§ **Selected extract**
CROSS REFERENCE TO RELATED APPLICATIONS

This is a continuation of U.S. application Ser. No. 15/594,733, filed May 15, 2017, U.S. Pat. No. 10,538,112, which claims priority from EP Application No. 16171835.8, filed May 27, 2016, which are hereby incorporated by reference in their entirety.

BACKGROUND

Printers and printing presses that print on inexpensive semi rigid and rigid print media are outfitted with media handling systems that help hold and manipulate the print media for the corresponding print engines. To avoid damage to the printhead in print engines that use non-contact printing technology, it is helpful to makes sure that flaws relating to the flatness of the print media are kept clear of the print head.

BRIEF DESCRIPTION OF THE DRAWINGS

FIGS. 1-7 schematically depict the path of print media through an example print media edge repair system.

FIG. 8 depicts a schematic representation of an example print media edge repair system.

FIG. 9 is flowchart of an example method for repairing print media edges.

FIG. 10 depicts an example of another example method for repairing print media edges.

DETAILED DESCRIPTION

The present disclosure includes example implementations of devices, systems, and methods for repairing the edges, such as the leading and trailing edge of rigid and semi rigid print media for use in noncontact printing presses. Damaged edges of rigid and semi rigid print media that extend above and below a plane dispose of the proper distance for noncontact printing (e.g., stand proud of a print zone support member) can contact sensitive elements of the corresponding print engine. For example, in a corrugated cardboard printing press, the low-cost high-volume cardboard medium often has damaged edges which need to be kept clear of a print engine, such as the printhead of an inkjet type printer. If the damaged edge includes dents, rips, tears, warpage and other defects that cause it to not lay flat on a support member, the edge of the print media may run into, collide, or drag across the sensitive inkjet print circuitry and potentially cause damage, and consequently delays and lost productivity.

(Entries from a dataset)
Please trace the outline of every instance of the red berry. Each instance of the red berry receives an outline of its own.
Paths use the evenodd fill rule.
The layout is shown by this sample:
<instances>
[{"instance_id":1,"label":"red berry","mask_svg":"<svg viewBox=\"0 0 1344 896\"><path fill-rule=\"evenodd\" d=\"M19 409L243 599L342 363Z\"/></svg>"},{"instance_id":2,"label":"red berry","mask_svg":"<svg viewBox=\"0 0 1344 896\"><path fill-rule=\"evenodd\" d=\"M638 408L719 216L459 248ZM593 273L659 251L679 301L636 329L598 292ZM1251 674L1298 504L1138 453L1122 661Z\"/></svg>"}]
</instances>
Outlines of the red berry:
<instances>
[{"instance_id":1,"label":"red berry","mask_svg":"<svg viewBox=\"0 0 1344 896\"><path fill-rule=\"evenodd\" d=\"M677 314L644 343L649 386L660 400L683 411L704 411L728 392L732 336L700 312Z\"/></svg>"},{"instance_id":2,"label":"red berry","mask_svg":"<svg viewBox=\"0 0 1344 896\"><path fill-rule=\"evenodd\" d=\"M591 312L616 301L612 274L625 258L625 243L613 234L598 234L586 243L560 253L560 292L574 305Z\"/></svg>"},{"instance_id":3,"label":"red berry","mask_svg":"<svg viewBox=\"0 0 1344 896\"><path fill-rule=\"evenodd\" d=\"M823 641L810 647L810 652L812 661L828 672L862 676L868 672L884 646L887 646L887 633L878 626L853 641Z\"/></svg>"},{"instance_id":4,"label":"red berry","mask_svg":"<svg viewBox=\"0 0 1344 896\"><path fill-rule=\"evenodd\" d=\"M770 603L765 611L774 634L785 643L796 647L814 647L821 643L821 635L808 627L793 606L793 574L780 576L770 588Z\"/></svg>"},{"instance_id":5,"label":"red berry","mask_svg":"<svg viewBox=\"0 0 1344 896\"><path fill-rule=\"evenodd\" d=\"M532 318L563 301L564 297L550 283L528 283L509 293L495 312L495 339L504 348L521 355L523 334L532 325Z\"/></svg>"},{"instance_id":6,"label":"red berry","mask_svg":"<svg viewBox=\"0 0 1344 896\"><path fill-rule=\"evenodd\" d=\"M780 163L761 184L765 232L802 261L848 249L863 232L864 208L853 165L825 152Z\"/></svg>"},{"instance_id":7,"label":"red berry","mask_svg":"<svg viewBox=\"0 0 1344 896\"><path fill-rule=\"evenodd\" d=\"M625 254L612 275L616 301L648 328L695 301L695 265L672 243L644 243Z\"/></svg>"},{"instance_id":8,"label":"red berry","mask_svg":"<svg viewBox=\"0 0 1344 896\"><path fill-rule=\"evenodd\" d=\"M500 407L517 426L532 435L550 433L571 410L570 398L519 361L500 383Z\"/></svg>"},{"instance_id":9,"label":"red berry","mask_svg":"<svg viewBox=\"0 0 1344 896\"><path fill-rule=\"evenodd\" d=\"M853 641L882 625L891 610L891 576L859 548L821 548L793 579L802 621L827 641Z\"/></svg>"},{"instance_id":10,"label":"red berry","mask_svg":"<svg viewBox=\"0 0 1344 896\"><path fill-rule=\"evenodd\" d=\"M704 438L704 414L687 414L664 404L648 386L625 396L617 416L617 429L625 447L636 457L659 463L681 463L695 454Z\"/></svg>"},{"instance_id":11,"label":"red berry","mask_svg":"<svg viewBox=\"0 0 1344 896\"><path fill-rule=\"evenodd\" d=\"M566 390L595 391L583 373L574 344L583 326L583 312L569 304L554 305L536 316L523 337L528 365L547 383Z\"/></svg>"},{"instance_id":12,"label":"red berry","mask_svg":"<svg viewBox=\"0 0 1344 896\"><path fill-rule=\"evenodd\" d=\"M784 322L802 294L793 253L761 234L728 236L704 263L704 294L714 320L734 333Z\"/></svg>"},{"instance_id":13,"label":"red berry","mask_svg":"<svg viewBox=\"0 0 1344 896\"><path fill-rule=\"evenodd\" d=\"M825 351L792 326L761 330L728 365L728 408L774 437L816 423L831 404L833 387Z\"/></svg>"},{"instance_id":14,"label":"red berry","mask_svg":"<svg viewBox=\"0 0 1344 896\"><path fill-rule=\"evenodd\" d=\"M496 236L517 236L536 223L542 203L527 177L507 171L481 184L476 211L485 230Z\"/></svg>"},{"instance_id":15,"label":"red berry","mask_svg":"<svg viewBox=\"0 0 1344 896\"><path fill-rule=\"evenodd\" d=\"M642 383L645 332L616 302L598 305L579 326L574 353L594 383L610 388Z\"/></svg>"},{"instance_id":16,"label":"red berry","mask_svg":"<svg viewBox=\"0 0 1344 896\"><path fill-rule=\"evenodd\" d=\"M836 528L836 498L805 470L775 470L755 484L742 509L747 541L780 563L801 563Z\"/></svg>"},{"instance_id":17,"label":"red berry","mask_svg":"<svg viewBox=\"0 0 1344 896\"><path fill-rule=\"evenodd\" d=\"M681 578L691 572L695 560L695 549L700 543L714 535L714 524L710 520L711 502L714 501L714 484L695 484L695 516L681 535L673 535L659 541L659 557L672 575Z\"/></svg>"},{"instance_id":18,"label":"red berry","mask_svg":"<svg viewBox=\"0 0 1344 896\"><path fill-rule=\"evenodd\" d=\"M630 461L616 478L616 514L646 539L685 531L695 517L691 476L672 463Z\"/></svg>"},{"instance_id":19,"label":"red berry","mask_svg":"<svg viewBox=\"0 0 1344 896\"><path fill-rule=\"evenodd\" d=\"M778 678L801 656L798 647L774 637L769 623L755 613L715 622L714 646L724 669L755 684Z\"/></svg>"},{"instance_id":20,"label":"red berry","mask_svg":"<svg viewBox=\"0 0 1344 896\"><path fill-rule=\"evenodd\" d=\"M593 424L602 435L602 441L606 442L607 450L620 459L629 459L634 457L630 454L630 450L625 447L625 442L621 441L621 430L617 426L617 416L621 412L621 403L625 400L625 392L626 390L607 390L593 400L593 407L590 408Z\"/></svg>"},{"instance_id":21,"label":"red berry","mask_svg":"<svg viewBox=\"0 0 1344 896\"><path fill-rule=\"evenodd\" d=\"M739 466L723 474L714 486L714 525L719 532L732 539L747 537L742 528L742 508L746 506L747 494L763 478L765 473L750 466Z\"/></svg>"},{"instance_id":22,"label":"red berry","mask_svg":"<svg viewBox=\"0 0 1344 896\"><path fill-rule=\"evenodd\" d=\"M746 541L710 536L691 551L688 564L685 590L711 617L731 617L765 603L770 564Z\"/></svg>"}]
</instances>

§ **Problem set**
a) Condense the paragraph beginning "Printers and printing presses" in the print media edge repair excerpt into a shorter version that keeps its main facts.
b) From the print media edge repair excerpt, extract the passage from "Printers and printing" to "another example method for repairing print media edges." word for word.

§ **Responses by task**
a) Printers and presses that print on low-cost semi-rigid and rigid media use media handling systems to hold and manipulate the media for their print engines. In print engines with non-contact technology, keeping flatness flaws in the media clear of the printhead helps prevent damage to it.

b)
Printers and printing presses that print on inexpensive semi rigid and rigid print media are outfitted with media handling systems that help hold and manipulate the print media for the corresponding print engines. To avoid damage to the printhead in print engines that use non-contact printing technology, it is helpful to makes sure that flaws relating to the flatness of the print media are kept clear of the print head.

BRIEF DESCRIPTION OF THE DRAWINGS

FIGS. 1-7 schematically depict the path of print media through an example print media edge repair system.

FIG. 8 depicts a schematic representation of an example print media edge repair system.

FIG. 9 is flowchart of an example method for repairing print media edges.

FIG. 10 depicts an example of another example method for repairing print media edges.